Work to do:
Rewrite the stretch of the KadiStudio excerpt from "Integrating manual work" through "of the workflows.", putting "predefined nodes" wherever "built-in nodes" appears.

— Start Source excerpt —

Manual work step description
Figure 10 

Integrating manual work steps by giving the user all necessary parameters and asking them to select the generated results.

Apart from the interactive nodes, KadiStudio offers various other built-in nodes such as Variable, Loop or ifBranch that allow to manipulate the workflow execution and facilitate the formulation of generic research workflows. The provision of these built-in nodes in the workflow system KadiStudio thus not only guarantees the reproducibility of any manual or digital research process, but also allows for the repurposability of the workflows.

4.2 Adding new nodes

To guarantee the interoperability of modelled workflows and to model the heterogeneous tool landscape present in scientific research, the repertoire of nodes available in KadiStudio must be easily extendable. In this way, custom functionalities and data conversion nodes can be incorporated into the workflow editor, enabling formulation of arbitrary workflows and their application to different file formats for instance. The interface for integrating new tools was therefore kept as simple as possible. Prerequisites for a new node to be added to the editor are only that the underlying CLI-command is (1) executable and (2) provides the --xmlhelp option. The --xmlhelp option returns a machine-readable description of the command, that is needed by the workflow editor to create the visual representation of the command within the editor. In case the desired tool does not provide this option, it can be added retroactively, for example, with a wrapper script using the xmlhelpy Python library (Kadi4Mat Team & Contributors 2022d). Listing 1 of appendix A shows an abbreviated, exemplary implementation of such a Python wrapper for the echo command. The XML output generated by this wrapper is shown in Figure 11.

Xml-description of a tool
Figure 11 

XML output of the wrapper script shown in Listing 1 of appendix A, that is printed when using the --xmlhelp option. The root element program specifies the command as a regular tool. Each of the param elements represents a configurable option of the wrapped command.

The structure of an xmlhelp output always follows the same pattern. After the declaration as an XML document, a root element of type program or env follows, which indicates a tool or an environment node respectively and is provided with the name, description and version attributes. Within this element, a param element is specified for each possible parameter of the command, which must contain the name, description and type attributes in order to be rendered within the editor. Additionally, further attributes such as a default value can be defined. The definition of these params specifies the inputs of the final node and thus serves to represent the underlying process with respect to the IPO model. The tool node derived from the xmlhelp above is shown in Figure 12.

— End Source excerpt —
— Start Recorded information —

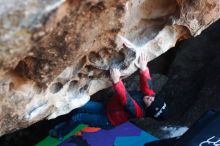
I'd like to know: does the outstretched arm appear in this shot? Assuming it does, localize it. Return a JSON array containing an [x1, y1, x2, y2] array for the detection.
[[110, 68, 143, 118], [136, 53, 155, 96]]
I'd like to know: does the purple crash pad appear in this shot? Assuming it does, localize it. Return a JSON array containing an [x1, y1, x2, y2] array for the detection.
[[83, 122, 142, 146]]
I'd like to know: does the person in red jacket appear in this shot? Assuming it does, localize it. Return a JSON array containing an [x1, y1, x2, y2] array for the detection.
[[50, 53, 167, 138]]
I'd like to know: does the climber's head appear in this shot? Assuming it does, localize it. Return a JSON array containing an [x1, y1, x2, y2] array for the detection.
[[143, 96, 167, 119], [143, 96, 155, 108]]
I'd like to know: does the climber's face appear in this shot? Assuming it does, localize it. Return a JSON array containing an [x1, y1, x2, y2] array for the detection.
[[143, 96, 155, 108]]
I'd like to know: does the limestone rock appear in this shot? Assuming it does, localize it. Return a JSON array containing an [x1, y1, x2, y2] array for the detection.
[[0, 0, 220, 135]]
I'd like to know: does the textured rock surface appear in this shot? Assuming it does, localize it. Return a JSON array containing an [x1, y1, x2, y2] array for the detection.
[[0, 0, 220, 135], [134, 20, 220, 137], [0, 0, 63, 71]]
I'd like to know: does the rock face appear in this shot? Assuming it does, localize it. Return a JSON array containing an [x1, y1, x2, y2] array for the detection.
[[0, 0, 220, 135]]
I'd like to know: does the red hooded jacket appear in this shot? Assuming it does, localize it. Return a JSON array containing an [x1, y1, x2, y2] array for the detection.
[[106, 68, 155, 126]]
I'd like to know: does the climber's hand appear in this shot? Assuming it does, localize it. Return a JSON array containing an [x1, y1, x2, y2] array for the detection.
[[135, 53, 149, 71], [110, 68, 121, 83]]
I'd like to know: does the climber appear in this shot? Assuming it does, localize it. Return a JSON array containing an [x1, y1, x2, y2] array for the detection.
[[50, 53, 167, 138]]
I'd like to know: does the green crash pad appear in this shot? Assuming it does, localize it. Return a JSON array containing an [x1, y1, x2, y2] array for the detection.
[[35, 124, 87, 146]]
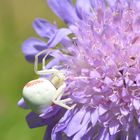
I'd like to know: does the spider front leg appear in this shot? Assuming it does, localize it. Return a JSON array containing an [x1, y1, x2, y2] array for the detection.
[[34, 50, 59, 75], [53, 83, 76, 110]]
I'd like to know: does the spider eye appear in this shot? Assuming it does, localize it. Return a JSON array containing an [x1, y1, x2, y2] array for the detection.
[[25, 80, 43, 87]]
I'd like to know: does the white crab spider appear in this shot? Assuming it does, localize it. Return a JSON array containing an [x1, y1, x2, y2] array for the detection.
[[23, 50, 75, 113]]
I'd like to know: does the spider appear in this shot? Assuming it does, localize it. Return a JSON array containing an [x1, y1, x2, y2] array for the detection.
[[23, 50, 76, 113]]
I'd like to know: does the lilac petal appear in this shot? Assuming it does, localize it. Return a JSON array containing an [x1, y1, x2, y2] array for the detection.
[[90, 0, 106, 9], [76, 0, 92, 19], [97, 128, 110, 140], [48, 0, 78, 24], [73, 119, 89, 140], [39, 105, 60, 119], [46, 58, 60, 69], [33, 18, 57, 39], [133, 99, 140, 110], [22, 38, 47, 62], [64, 109, 90, 136], [43, 125, 53, 140], [91, 109, 99, 126], [107, 0, 117, 8], [109, 120, 120, 135], [18, 98, 29, 109], [26, 112, 46, 128]]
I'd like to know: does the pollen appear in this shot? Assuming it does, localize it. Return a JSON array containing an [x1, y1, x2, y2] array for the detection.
[[26, 80, 43, 87]]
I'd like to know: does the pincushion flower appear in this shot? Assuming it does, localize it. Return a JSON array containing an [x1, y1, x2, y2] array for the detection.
[[19, 0, 140, 140]]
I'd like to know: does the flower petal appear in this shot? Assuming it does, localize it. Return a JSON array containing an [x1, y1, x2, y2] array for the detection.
[[48, 0, 78, 24], [91, 109, 99, 126], [76, 0, 92, 19], [22, 38, 47, 62], [47, 28, 72, 48], [26, 112, 46, 128], [64, 109, 90, 137], [33, 18, 57, 39]]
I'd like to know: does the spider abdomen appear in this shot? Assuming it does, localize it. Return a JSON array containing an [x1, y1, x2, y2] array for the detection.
[[23, 79, 56, 113]]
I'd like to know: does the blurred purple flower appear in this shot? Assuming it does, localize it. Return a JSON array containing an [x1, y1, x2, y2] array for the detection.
[[19, 0, 140, 140]]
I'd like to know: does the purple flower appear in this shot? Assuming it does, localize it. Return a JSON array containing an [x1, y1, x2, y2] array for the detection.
[[19, 0, 140, 140]]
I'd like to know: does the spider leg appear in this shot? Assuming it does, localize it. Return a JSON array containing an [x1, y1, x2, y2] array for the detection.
[[53, 100, 76, 110], [54, 83, 66, 100], [34, 49, 59, 75]]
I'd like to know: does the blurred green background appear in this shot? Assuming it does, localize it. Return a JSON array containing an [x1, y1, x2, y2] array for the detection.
[[0, 0, 61, 140]]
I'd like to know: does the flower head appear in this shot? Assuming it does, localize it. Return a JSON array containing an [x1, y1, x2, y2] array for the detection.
[[18, 0, 140, 140]]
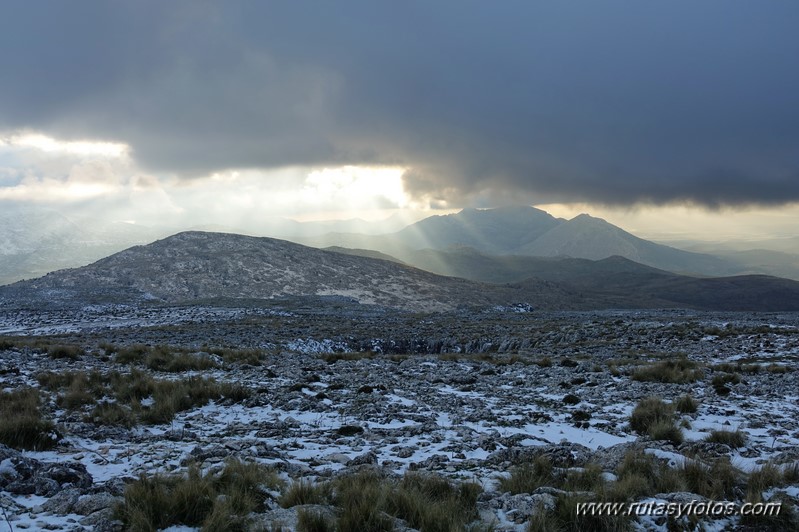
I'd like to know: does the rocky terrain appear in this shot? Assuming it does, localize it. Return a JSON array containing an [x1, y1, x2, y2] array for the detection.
[[0, 297, 799, 530], [0, 232, 799, 316]]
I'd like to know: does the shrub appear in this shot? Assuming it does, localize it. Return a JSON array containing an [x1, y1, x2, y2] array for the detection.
[[297, 508, 336, 532], [646, 420, 683, 445], [680, 457, 740, 500], [332, 470, 394, 532], [674, 394, 699, 414], [114, 344, 150, 364], [746, 462, 783, 502], [37, 369, 250, 426], [632, 354, 703, 384], [527, 495, 631, 532], [279, 479, 326, 508], [47, 345, 85, 360], [387, 473, 481, 531], [144, 347, 217, 373], [630, 397, 674, 434], [0, 388, 60, 451], [499, 456, 554, 495], [705, 430, 746, 449], [117, 461, 279, 532], [560, 464, 605, 491], [563, 393, 580, 405]]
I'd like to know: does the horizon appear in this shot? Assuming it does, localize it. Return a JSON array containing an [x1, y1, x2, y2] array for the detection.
[[0, 0, 799, 243]]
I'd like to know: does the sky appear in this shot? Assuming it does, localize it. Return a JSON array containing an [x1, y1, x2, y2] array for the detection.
[[0, 0, 799, 239]]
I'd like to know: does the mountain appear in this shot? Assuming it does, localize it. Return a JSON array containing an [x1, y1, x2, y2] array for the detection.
[[334, 248, 799, 311], [302, 207, 744, 276], [0, 232, 575, 311], [392, 207, 563, 254], [0, 204, 162, 285], [517, 214, 740, 275]]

— End Recorded information —

The result:
Integrating manual work steps by giving the user all necessary parameters and asking them to select the generated results.

Apart from the interactive nodes, KadiStudio offers various other predefined nodes such as Variable, Loop or ifBranch that allow to manipulate the workflow execution and facilitate the formulation of generic research workflows. The provision of these predefined nodes in the workflow system KadiStudio thus not only guarantees the reproducibility of any manual or digital research process, but also allows for the repurposability of the workflows.